=== RECORDED DATA ===

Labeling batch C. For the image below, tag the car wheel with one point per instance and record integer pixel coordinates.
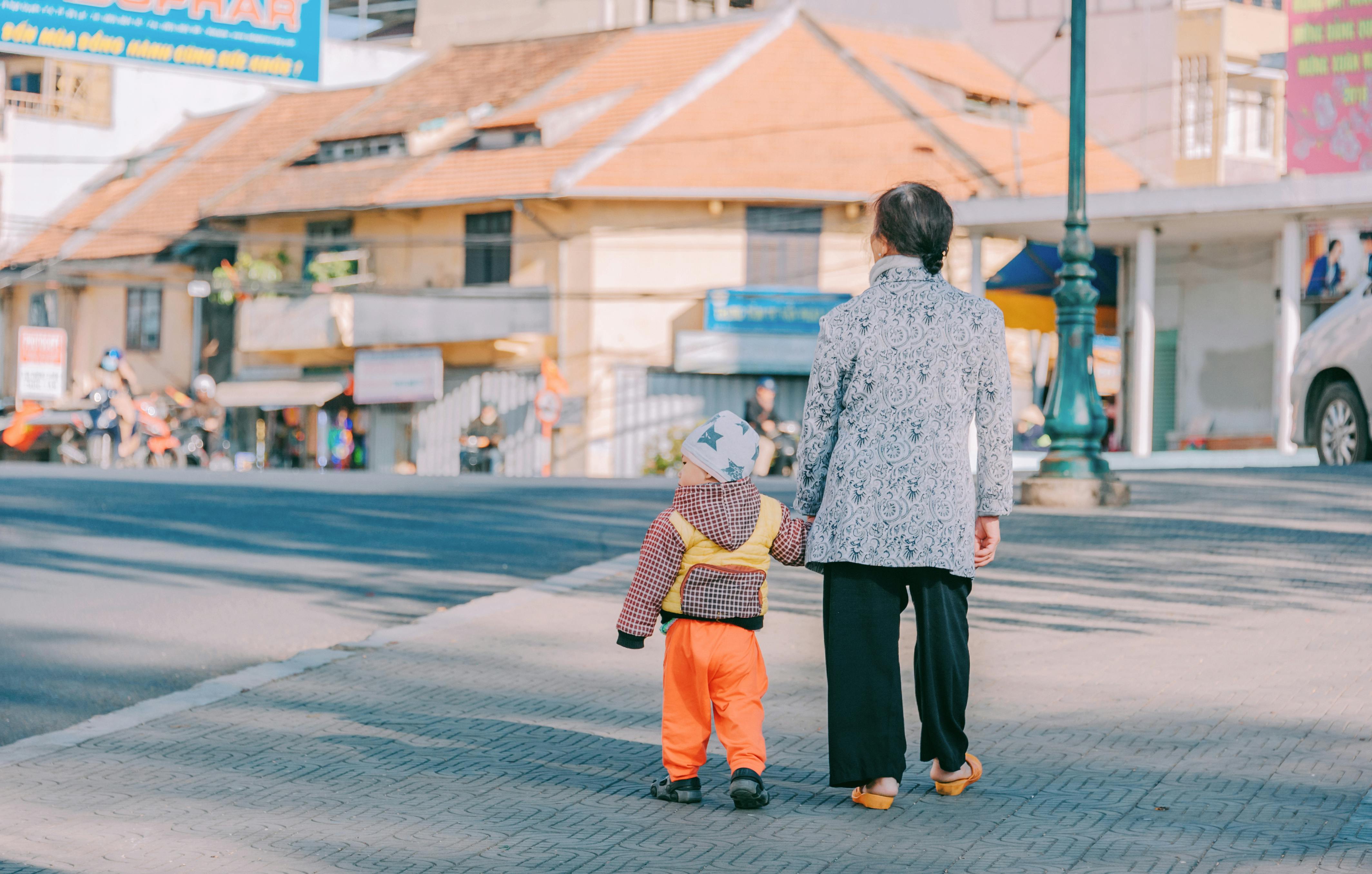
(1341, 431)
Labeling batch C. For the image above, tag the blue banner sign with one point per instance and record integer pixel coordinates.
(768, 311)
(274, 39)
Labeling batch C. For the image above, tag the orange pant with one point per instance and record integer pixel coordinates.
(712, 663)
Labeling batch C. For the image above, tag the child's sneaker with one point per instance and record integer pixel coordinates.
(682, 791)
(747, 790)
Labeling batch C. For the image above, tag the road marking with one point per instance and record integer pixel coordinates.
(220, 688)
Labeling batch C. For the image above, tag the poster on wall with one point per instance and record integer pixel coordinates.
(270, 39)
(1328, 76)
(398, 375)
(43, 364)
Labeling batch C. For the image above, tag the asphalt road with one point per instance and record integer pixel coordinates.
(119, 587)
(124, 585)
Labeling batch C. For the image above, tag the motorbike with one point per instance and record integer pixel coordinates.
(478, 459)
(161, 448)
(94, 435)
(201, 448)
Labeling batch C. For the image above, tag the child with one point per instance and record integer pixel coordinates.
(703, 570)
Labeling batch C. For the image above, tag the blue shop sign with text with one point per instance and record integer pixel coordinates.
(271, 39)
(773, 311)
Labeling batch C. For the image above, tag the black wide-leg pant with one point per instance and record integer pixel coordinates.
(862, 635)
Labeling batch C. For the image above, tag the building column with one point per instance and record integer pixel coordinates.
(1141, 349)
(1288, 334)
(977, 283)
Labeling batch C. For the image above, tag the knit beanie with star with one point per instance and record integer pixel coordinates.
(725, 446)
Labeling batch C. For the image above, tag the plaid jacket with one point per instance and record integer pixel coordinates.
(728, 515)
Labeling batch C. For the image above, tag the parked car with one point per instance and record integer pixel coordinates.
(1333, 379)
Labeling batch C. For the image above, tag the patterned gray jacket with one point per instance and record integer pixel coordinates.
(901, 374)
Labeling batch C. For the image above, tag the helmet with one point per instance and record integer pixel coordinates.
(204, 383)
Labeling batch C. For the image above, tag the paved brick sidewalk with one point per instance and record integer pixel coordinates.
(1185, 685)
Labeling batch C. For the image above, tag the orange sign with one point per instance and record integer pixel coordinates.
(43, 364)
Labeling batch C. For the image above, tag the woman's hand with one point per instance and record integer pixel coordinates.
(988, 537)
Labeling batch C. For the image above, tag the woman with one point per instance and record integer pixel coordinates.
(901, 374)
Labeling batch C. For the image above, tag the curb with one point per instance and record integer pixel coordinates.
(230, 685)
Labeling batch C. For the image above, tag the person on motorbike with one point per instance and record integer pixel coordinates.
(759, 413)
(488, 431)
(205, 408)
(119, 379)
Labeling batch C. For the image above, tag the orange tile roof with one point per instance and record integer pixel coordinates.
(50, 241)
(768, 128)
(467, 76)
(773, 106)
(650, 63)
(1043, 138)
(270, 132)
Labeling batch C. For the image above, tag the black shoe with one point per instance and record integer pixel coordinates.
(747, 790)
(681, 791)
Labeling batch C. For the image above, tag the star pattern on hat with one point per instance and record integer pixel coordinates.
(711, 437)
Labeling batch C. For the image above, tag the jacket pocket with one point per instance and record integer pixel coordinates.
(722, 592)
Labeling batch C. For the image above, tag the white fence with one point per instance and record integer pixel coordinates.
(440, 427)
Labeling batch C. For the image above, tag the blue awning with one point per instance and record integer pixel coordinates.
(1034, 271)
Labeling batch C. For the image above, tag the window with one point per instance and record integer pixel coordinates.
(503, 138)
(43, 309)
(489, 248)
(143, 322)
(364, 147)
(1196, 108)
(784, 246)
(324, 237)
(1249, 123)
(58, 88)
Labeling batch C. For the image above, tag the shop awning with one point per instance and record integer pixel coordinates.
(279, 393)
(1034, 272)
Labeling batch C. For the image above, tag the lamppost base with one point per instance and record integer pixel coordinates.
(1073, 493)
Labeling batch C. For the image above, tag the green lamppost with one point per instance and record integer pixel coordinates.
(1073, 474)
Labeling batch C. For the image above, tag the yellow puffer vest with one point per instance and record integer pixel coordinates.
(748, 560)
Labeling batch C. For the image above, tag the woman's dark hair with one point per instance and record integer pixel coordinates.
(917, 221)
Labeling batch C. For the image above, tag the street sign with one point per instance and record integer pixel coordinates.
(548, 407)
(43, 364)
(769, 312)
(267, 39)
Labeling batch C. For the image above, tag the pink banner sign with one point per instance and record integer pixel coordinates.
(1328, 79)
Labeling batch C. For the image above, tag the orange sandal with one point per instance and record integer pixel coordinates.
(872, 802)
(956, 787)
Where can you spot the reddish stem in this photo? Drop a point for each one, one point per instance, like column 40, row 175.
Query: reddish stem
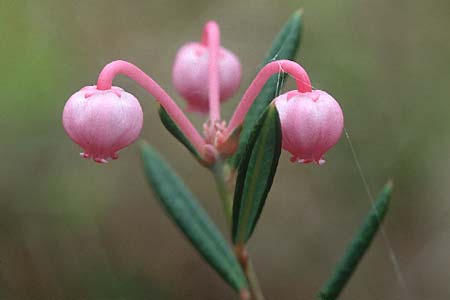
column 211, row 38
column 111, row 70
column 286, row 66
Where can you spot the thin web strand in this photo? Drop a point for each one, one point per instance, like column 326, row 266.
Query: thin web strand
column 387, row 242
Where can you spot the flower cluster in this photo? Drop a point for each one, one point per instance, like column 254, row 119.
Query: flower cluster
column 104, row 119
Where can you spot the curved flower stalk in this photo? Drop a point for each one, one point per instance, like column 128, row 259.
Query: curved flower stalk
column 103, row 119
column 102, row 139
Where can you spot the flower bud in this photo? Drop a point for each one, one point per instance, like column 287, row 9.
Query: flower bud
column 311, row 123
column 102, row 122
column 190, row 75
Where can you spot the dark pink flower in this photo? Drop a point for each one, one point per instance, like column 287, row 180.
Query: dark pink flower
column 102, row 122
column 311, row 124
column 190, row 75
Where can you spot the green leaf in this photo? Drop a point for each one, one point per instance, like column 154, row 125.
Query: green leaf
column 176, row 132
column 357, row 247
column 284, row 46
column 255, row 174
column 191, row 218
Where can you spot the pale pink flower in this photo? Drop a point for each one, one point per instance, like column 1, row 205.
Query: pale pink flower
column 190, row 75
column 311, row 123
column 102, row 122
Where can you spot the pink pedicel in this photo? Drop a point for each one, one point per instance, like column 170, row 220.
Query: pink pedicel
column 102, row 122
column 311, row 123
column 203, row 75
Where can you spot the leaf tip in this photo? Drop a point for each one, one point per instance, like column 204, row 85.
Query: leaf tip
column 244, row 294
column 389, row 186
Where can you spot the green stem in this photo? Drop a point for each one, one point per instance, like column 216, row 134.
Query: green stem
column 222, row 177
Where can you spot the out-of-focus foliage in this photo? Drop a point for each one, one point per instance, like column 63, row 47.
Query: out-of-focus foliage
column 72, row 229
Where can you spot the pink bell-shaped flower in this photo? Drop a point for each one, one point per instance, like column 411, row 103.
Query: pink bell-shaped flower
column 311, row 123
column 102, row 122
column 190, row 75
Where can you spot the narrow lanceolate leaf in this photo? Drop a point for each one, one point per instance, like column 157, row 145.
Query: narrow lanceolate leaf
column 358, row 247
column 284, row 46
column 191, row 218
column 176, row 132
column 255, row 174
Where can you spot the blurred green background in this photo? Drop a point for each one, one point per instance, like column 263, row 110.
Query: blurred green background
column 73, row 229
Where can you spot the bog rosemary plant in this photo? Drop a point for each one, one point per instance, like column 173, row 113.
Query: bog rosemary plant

===

● WHAT TO DO: Quote the material in full and exactly; do not carry over its pictures.

● RESPONSE TO THIS EXERCISE:
Labeling batch C. For the image below, tag the car wheel with one point per instance and record integer pixel coordinates.
(1341, 431)
Labeling batch C. For the image above, tag the blue banner sign with one point per instance and record integer pixel coordinates.
(768, 311)
(274, 39)
Labeling batch C. For the image above, tag the orange pant with one point per instance and record integer pixel coordinates.
(712, 663)
Labeling batch C. For the image above, tag the child's sneaker with one point per instance and record integer pixel coordinates.
(682, 791)
(747, 790)
Labeling batch C. For the image above, tag the road marking with one point per instance and record integer pixel coordinates.
(220, 688)
Labeling batch C. For the image above, tag the poster on wall with one point per instance and record integer pixel coordinates.
(270, 39)
(1328, 76)
(398, 375)
(43, 364)
Labeling batch C. For the image above, tag the asphalt road with one point per instance and record integer pixel coordinates.
(119, 587)
(124, 585)
Labeling batch C. For the image above, tag the motorbike with one point per instance and record integer pixel coordinates.
(478, 459)
(161, 448)
(94, 435)
(201, 448)
Labeling batch C. For the image above, tag the child with one point per instance and record integer pixel coordinates.
(703, 570)
Labeling batch C. For the image above, tag the blue shop sign with text with one point per instance and record integer pixel coordinates.
(271, 39)
(773, 311)
Labeling batch C. For the image above, tag the black wide-leg pant with one point per instance and record integer pixel coordinates.
(862, 635)
Labeling batch C. For the image above, tag the building column with one point per instance and record integer pixel coordinates.
(1141, 349)
(1288, 334)
(977, 283)
Labeling batch C. For the image above, tag the knit beanie with star with one point per instance and record integer pixel coordinates.
(725, 446)
Labeling batch C. For the image above, tag the plaid jacket with one point per instance and record integer pixel coordinates.
(728, 515)
Labeling batch C. For the image above, tag the parked car with one point per instance and record integer pixel coordinates.
(1333, 379)
Labeling batch C. For the image above, tag the patterned gray jacket with one point per instance and record integer pixel coordinates.
(901, 374)
Labeling batch C. For the image above, tag the helmet with one point per instance and record integer pixel coordinates.
(204, 383)
Labeling batch C. For the image above, tag the paved brick sidewalk with one point per instance and record integer pixel coordinates.
(1185, 685)
Labeling batch C. For the image above, tag the orange sign with one point per instance and record integer pixel coordinates.
(43, 364)
Labeling batch C. For the image above, tag the woman's hand with one point per instance and record integer pixel coordinates.
(988, 537)
Labeling batch C. For the image above, tag the woman with one point per instance and record integer pixel coordinates.
(901, 374)
Labeling batch C. For the image above, tag the curb with one point per instance and record integer pixel coordinates.
(230, 685)
Labeling batch C. For the image above, tag the person on motorbike with one point per instance and record integer pixel coordinates.
(759, 413)
(488, 431)
(205, 408)
(119, 379)
Labeling batch C. For the image above, tag the orange tile roof with one point per instance and record integer pixel coordinates.
(50, 241)
(768, 128)
(467, 76)
(773, 106)
(650, 63)
(1043, 138)
(270, 132)
Labeling batch C. For the image above, tag the black shoe with one point per instance and record integer pixel coordinates.
(747, 790)
(681, 791)
Labeling batch C. For the image above, tag the star pattern on hat with one point per instance and record integer pixel coordinates.
(711, 437)
Labeling batch C. For the image above, tag the jacket pocket with one point per instance and record integer pixel coordinates.
(722, 592)
Labeling batch C. For the image above, tag the white fence with one point per instance and record integer pixel coordinates.
(440, 427)
Labeling batch C. For the image above, tag the blue awning with one point per instance and record integer pixel coordinates.
(1034, 271)
Labeling batch C. For the image above, tag the window with one point per instance and record integer pixel coordinates.
(503, 138)
(43, 309)
(489, 248)
(143, 322)
(364, 147)
(1196, 108)
(784, 246)
(324, 237)
(1249, 123)
(58, 88)
Labeling batch C. For the image above, tag the shop awning with one point per instance and record integer pixel coordinates.
(279, 393)
(1034, 272)
Labeling batch C. For the image above, tag the lamppost base with one point per instance and record integer pixel coordinates.
(1073, 493)
Labeling batch C. For the image above, tag the green lamppost with one point per instance and record integer pixel coordinates.
(1073, 474)
Labeling batch C. For the image above, tag the yellow puffer vest with one point per instance and record integer pixel coordinates.
(748, 560)
Labeling batch C. For the image above, tag the woman's dark hair with one point per instance and record integer pixel coordinates.
(917, 221)
Labeling batch C. For the image above, tag the street sign with one point per instance and record integer pixel coordinates.
(548, 407)
(43, 364)
(769, 312)
(267, 39)
Labeling batch C. For the image above, tag the pink banner sign with one point per instance and record integer pixel coordinates.
(1328, 79)
Labeling batch C. For the image above, tag the orange sandal with one point per instance and record integer pixel coordinates.
(872, 802)
(956, 787)
Where can you spot the reddish stem in this photo? Drop a point for each one, one point per instance, like column 40, row 175.
Query: reddish stem
column 211, row 38
column 111, row 70
column 286, row 66
Where can you spot the thin web strand in this photo? Drop a point for each one, one point per instance, like column 326, row 266.
Query: thin web strand
column 387, row 242
Where can you spot the flower cluster in this photo? Drop a point for each one, one point per instance, like column 254, row 119.
Query: flower cluster
column 104, row 119
Where can you spot the curved flower stalk in this photo? Drop a point for each one, one point per instance, like column 128, row 259.
Query: curved flower stalk
column 103, row 119
column 102, row 139
Where can you spot the flower bud in this photo? Drop a point for each one, one point per instance, like column 287, row 9.
Query: flower bud
column 311, row 123
column 102, row 122
column 190, row 75
Where can you spot the dark pink flower in this photo? Drop a point for each one, one point per instance, like column 287, row 180.
Query: dark pink flower
column 102, row 122
column 311, row 124
column 190, row 75
Where can you spot the green leaf in this photo? Drop a point for each one, one point per instance, like column 154, row 125.
Query: green leaf
column 176, row 132
column 357, row 247
column 284, row 46
column 255, row 174
column 191, row 218
Where can you spot the pale pink flower in this photo? Drop a point for each one, one point per instance, like column 1, row 205.
Query: pale pink flower
column 190, row 75
column 311, row 123
column 102, row 122
Where can you spot the pink pedicel in this photo? Drop a point for each one, one point per instance, like column 170, row 220.
Query: pink pedicel
column 102, row 122
column 311, row 123
column 203, row 75
Where can you spot the leaf tip in this photo? Drop a point for each one, one point per instance, like column 204, row 85.
Query: leaf tip
column 244, row 294
column 389, row 186
Where can you spot the green stem in this photo? Drop a point for each one, one point per instance, like column 216, row 134.
Query: green stem
column 222, row 177
Where can you spot the out-of-focus foliage in this photo? Drop a point for each one, one point per instance, like column 63, row 47.
Query: out-of-focus foliage
column 72, row 229
Where can you spot the pink bell-shaped flower in this photo? Drop a point for each one, one point per instance, like column 411, row 103.
Query: pink bell-shaped flower
column 311, row 123
column 102, row 122
column 190, row 75
Where can you spot the narrow lanceolate leaf in this photo? Drop a point for each one, one point per instance, like column 157, row 145.
Query: narrow lanceolate leaf
column 358, row 247
column 284, row 46
column 191, row 218
column 176, row 132
column 255, row 174
Where can you spot the blurred green background in this photo? Drop a point for each one, one point per instance, like column 263, row 110.
Query: blurred green background
column 73, row 229
Where can you spot the bog rosemary plant in this photo? Drop a point for each one, one point per instance, like column 173, row 113.
Query: bog rosemary plant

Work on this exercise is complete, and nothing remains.